*EXERCISE TASK A:* From the records below, extract every line that contains the string "jacket", treating uppercase and lowercase as different.

Undergraduate linguistics major Rebecca Reed (‘14) has been selected as one of 32 students to MIT’s Burchard Scholars program for 2013.  Quoting the official announcement: “the award recognizes sophomores and juniors who have demonstrated outstanding abilities and academic excellence in some aspect of the humanities, arts, and social sciences, as well as in science and engineering.”  Congratulations, Rebecca — we are all very proud!!

LFRG update

There will be no LFRG this week or next since people will be out of town for spring break. However, we’d like to draw your attention to our schedule for next month.

April 5: Paolo Santorio (University of Leeds) “Exhaustified Counterfactuals”
April 12: Wataru Uegaki “Question-answer congruence and (non-)exhaustivity”
April 19: TBA
April 26: Edwin Howard “Superlative Degree Clauses: evidence from NPI licensing” Practice talk for SALT 23

As you can see, April 19 is still available, and so is all of May. If you have an idea, a paper or some work you’d like to share with us, please get in touch with Mia or Edwin.

*DATA PROVIDED:*

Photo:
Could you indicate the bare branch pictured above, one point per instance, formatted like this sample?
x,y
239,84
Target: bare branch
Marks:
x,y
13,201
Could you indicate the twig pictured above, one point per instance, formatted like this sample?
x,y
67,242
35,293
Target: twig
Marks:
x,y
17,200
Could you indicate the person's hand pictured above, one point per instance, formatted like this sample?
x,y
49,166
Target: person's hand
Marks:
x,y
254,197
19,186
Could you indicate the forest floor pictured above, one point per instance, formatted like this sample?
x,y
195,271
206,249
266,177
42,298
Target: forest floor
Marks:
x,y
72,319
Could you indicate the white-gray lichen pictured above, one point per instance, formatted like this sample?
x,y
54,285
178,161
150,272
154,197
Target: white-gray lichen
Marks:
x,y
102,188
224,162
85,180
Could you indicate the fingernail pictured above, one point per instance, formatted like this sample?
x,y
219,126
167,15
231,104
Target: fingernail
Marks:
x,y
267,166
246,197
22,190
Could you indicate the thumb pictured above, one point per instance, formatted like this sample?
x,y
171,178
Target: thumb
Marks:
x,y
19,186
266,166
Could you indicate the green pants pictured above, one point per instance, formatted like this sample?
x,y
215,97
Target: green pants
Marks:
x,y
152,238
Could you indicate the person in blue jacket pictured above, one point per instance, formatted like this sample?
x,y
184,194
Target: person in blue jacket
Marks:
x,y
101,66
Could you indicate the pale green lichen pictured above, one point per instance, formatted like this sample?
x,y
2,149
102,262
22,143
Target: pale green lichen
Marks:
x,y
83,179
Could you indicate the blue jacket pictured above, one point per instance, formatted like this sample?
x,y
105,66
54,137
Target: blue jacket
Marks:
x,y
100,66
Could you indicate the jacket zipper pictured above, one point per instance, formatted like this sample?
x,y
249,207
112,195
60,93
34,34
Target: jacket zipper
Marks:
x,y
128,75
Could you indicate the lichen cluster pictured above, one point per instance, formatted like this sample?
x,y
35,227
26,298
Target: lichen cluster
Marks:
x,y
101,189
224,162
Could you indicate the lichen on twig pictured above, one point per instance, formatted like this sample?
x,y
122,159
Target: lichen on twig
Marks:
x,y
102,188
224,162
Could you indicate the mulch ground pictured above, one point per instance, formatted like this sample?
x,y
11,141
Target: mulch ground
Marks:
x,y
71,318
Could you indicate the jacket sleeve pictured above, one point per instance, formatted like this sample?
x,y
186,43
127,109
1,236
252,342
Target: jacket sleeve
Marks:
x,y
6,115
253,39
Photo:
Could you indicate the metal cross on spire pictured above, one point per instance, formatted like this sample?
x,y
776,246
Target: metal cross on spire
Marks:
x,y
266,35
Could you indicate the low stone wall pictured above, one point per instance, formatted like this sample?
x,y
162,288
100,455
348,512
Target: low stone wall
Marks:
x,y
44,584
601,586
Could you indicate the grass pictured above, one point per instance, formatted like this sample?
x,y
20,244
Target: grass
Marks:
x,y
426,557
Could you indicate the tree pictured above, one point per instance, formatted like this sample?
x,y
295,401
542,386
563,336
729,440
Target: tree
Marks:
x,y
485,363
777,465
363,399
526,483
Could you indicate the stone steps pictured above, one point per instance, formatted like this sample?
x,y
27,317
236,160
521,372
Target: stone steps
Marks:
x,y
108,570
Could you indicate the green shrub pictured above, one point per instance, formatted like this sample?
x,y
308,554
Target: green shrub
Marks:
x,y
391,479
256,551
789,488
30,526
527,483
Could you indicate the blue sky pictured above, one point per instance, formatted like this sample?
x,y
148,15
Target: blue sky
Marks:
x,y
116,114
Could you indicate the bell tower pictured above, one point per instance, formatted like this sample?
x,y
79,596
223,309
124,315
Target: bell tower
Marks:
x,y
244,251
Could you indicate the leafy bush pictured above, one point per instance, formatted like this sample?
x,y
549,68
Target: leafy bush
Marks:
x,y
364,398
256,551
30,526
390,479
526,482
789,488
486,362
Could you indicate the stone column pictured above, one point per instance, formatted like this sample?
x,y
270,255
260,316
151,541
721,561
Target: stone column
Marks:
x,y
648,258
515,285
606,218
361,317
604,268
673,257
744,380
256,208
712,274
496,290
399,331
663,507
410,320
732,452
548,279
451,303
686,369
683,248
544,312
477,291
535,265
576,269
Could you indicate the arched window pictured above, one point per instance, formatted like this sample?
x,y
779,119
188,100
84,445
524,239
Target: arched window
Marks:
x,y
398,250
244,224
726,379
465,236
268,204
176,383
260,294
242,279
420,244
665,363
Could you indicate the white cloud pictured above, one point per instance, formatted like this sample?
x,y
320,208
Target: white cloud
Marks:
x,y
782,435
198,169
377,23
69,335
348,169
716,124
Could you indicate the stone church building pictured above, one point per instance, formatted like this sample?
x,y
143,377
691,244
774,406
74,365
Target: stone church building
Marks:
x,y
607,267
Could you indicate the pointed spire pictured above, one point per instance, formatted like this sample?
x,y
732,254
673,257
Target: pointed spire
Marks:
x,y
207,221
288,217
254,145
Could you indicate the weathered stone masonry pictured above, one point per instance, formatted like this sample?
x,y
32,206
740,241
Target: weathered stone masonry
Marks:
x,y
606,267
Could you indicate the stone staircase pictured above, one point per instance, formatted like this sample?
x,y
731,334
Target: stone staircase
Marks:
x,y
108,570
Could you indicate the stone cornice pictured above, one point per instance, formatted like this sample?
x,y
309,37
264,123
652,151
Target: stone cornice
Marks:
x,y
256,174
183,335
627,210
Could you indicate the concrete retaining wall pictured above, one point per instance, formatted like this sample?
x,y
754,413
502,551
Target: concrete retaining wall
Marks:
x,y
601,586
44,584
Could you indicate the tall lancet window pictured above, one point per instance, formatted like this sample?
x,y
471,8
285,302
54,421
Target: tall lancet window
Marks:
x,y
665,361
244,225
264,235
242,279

*EXERCISE TASK B:* Reproduce word for word the passage of the linguistics news text that begins with the words containing "April 12: Wataru" and ends with "Mia or Edwin.".

*TASK RESULT A:*
Could you indicate the person in blue jacket pictured above, one point per instance, formatted like this sample?
Target: person in blue jacket
Could you indicate the blue jacket pictured above, one point per instance, formatted like this sample?
Target: blue jacket
Could you indicate the jacket zipper pictured above, one point per instance, formatted like this sample?
Target: jacket zipper
Could you indicate the jacket sleeve pictured above, one point per instance, formatted like this sample?
Target: jacket sleeve

*TASK RESULT B:*
April 12: Wataru Uegaki “Question-answer congruence and (non-)exhaustivity”
April 19: TBA
April 26: Edwin Howard “Superlative Degree Clauses: evidence from NPI licensing” Practice talk for SALT 23

As you can see, April 19 is still available, and so is all of May. If you have an idea, a paper or some work you’d like to share with us, please get in touch with Mia or Edwin.